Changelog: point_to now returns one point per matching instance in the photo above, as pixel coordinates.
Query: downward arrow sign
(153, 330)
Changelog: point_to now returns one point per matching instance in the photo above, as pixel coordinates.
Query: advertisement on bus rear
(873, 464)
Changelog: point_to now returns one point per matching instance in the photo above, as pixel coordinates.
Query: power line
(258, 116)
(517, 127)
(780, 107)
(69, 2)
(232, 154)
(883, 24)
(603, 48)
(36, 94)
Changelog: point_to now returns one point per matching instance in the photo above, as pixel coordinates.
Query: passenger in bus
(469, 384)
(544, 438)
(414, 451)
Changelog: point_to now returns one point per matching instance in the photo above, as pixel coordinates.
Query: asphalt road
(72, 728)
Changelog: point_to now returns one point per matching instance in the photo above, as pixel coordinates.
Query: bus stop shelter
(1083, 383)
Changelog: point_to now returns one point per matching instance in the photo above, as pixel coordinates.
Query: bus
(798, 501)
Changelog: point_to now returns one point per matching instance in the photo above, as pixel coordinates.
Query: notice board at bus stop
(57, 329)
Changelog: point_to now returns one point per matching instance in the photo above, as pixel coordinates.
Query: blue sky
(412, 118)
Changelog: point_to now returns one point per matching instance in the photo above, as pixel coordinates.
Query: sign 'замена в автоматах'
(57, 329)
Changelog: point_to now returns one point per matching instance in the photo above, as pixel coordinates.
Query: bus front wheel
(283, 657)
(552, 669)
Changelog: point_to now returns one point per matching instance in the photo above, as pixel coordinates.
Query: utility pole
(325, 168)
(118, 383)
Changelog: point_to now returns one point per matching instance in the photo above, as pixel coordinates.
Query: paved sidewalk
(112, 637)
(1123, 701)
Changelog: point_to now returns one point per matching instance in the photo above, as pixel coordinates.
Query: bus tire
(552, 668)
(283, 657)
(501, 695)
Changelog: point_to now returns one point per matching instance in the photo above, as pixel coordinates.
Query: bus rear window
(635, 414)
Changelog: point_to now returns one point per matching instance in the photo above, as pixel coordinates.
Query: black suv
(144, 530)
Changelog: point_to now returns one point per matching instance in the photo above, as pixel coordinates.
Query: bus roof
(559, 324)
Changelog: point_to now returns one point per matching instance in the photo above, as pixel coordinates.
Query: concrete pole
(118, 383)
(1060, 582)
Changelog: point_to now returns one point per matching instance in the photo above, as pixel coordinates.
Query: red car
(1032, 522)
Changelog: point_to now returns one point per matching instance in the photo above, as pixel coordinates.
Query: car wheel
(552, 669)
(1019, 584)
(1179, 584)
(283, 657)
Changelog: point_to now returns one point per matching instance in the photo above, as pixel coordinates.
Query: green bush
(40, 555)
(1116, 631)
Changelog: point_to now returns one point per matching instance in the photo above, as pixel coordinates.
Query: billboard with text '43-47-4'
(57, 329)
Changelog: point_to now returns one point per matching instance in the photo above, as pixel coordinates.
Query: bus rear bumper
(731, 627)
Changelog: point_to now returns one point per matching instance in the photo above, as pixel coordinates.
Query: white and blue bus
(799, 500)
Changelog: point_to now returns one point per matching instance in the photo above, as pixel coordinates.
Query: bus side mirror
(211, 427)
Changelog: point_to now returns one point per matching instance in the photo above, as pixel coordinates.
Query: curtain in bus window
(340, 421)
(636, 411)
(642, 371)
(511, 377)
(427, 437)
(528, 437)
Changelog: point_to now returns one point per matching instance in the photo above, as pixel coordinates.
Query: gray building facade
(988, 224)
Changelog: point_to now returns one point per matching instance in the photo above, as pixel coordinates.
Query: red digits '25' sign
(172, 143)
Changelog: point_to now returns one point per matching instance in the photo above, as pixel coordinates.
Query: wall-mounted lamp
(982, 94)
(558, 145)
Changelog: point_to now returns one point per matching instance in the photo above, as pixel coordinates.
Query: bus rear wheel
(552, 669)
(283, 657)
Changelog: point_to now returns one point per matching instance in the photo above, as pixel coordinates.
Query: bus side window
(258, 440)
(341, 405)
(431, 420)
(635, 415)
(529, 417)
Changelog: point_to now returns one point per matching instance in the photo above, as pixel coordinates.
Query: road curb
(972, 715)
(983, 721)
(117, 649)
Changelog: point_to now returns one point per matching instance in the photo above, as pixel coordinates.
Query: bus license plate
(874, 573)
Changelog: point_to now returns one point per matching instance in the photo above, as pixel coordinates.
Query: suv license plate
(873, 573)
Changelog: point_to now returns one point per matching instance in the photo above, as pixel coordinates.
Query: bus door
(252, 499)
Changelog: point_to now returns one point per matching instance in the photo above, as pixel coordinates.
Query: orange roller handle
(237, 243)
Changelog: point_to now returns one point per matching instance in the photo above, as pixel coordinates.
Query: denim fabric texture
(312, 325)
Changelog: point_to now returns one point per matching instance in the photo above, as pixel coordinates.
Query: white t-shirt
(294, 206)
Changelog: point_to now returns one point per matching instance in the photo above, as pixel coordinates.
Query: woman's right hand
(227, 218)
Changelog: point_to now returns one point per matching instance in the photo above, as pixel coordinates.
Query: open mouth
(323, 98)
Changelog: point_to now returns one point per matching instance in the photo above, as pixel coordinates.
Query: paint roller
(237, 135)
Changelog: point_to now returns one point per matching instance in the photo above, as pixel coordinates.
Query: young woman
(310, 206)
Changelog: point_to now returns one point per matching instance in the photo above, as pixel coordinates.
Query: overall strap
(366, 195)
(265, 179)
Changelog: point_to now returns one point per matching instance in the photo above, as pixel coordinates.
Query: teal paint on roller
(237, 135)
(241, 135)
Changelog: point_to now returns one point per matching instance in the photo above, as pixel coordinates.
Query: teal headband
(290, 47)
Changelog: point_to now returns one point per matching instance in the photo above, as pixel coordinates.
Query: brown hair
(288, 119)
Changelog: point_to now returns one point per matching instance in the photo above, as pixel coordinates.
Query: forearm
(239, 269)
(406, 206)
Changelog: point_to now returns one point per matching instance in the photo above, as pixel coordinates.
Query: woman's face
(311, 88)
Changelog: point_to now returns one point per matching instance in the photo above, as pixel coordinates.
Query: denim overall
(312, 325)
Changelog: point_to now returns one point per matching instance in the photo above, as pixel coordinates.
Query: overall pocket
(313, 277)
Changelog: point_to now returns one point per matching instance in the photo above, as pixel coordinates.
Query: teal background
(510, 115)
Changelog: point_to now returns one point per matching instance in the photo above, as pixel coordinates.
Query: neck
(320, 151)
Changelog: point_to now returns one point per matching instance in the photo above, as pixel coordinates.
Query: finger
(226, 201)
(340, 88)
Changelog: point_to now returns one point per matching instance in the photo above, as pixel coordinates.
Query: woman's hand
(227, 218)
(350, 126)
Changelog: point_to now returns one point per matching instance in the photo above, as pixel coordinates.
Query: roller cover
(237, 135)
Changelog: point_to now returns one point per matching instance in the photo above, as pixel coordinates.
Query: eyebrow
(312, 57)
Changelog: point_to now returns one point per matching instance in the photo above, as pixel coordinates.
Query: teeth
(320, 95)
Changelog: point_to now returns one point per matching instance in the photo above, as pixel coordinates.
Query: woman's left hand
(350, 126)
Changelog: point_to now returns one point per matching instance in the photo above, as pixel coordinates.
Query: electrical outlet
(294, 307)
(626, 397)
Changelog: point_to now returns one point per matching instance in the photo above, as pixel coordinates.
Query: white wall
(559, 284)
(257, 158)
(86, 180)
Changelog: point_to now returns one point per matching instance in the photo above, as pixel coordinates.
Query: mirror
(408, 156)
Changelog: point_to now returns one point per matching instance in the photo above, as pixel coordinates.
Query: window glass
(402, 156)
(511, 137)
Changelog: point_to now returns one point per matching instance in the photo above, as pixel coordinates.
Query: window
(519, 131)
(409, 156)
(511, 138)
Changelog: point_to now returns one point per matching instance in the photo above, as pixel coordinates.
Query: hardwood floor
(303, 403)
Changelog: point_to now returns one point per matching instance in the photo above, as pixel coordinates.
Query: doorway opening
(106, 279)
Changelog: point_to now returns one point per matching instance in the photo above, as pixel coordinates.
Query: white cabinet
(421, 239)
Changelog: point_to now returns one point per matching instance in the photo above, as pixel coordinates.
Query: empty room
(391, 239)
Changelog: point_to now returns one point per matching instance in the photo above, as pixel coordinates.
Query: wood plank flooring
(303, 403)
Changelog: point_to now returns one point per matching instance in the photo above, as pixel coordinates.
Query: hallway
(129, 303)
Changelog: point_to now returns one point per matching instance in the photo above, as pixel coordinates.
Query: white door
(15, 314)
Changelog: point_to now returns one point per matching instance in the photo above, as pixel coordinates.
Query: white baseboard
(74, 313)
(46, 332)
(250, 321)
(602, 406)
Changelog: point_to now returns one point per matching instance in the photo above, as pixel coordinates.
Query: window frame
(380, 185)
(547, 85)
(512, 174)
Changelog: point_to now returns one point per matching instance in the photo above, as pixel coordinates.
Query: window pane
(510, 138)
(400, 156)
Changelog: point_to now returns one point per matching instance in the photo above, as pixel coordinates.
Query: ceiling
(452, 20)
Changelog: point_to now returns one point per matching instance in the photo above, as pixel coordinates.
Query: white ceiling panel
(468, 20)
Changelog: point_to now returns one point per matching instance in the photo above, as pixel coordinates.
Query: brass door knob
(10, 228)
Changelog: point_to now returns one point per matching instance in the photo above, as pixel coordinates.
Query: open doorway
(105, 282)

= = = =

## [Required task]
Locate each line of the records that contains the string "white", and copy those lines in order.

## [In response]
Query: white and blue bus
Query: white t-shirt
Query: white wall
Query: white cabinet
Query: white door
Query: white baseboard
Query: white ceiling panel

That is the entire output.